| Exercise directions |
Rewrite the part of the Arash Ferdowsi passage from "Arash Ferdowsi (آرش" to "his business partner.", updating it so that "MIT" is replaced by "the Massachusetts Institute of Technology" each time it occurs.

| Passage provided |
American businessman

Arash Ferdowsi (آرش فردوسی, born October 7, 1985) is an American entrepreneur. He is a co-founder of Dropbox.

==Early life and education==
Ferdowsi was born in Overland Park, Kansas, United States on 7 October 1985. He attended Blue Valley Northwest High School, a public high school in Overland Park, graduating first in his class in 2004. Ferdowsi went on to study electrical engineering and computer science at the Massachusetts Institute of Technology. At MIT, he had a home in East Campus. Ferdowsi dropped out of MIT in his last semester to build the company, Dropbox, with his business partner.

===Family===
Ferdowsi is the son of Iranian immigrants Gholam Ferdowsi (b. 1950) and Tahmineh "Tammy" Faridazar (b. 1959). Ferdowsi's father, a mortgage broker, is a native of Tabriz in northwestern Iran. His parents settled in the United States following the 1979 Iranian Revolution, then met and married in 1984 while students at the University of Central Missouri and the University of Missouri–Kansas City, respectively.

==Career==
Ferdowsi launched Dropbox in June 2007 with his business partner, Drew Houston, at the Massachusetts Institute of Technology. In September 2007, Ferdowsi moved his company to San Francisco and raised venture capital from Sequoia Capital, Accel, Y Combinator, and a handful of individual investors. In March 2018, Dropbox launched an initial public offering, valuing the company at around US$9.2 billion.

From the company's establishment in June 2007 until October 2016, Ferdowsi was the chief technology officer of Dropbox. Arash left Dropbox in 2020.

Saved data entries
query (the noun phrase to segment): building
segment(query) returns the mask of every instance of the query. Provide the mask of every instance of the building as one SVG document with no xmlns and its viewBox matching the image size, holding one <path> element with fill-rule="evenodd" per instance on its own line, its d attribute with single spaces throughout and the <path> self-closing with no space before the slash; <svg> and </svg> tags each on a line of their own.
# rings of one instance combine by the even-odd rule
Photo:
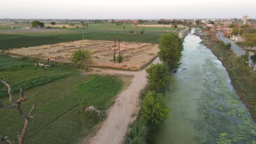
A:
<svg viewBox="0 0 256 144">
<path fill-rule="evenodd" d="M 249 17 L 249 16 L 248 16 L 248 15 L 244 15 L 243 16 L 243 25 L 246 25 L 246 20 L 247 20 L 248 17 Z"/>
<path fill-rule="evenodd" d="M 240 35 L 234 35 L 234 34 L 230 37 L 230 39 L 235 41 L 245 41 L 245 38 L 242 37 Z"/>
</svg>

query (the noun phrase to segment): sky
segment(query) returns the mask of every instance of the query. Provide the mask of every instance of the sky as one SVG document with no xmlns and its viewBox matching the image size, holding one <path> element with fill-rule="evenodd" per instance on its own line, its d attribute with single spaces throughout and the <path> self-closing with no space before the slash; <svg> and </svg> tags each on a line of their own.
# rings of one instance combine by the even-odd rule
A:
<svg viewBox="0 0 256 144">
<path fill-rule="evenodd" d="M 256 18 L 256 0 L 8 0 L 0 19 Z"/>
</svg>

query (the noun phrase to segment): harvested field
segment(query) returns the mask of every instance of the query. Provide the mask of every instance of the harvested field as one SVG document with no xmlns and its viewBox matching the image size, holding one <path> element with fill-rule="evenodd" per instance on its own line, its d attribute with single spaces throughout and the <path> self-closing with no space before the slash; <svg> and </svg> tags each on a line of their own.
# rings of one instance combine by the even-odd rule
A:
<svg viewBox="0 0 256 144">
<path fill-rule="evenodd" d="M 116 43 L 116 56 L 118 55 Z M 121 63 L 113 61 L 114 41 L 79 40 L 9 50 L 10 55 L 33 57 L 45 59 L 55 57 L 57 61 L 70 63 L 70 57 L 78 49 L 90 50 L 93 55 L 94 66 L 138 70 L 150 62 L 159 51 L 157 44 L 120 42 L 120 53 L 124 56 Z"/>
<path fill-rule="evenodd" d="M 178 25 L 178 27 L 185 27 L 183 25 Z M 135 26 L 133 25 L 132 26 Z M 138 25 L 138 27 L 172 27 L 172 25 Z"/>
</svg>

| Task solution |
Arash Ferdowsi (آرش فردوسی, born October 7, 1985) is an American entrepreneur. He is a co-founder of Dropbox.

==Early life and education==
Ferdowsi was born in Overland Park, Kansas, United States on 7 October 1985. He attended Blue Valley Northwest High School, a public high school in Overland Park, graduating first in his class in 2004. Ferdowsi went on to study electrical engineering and computer science at the Massachusetts Institute of Technology. At the Massachusetts Institute of Technology, he had a home in East Campus. Ferdowsi dropped out of the Massachusetts Institute of Technology in his last semester to build the company, Dropbox, with his business partner.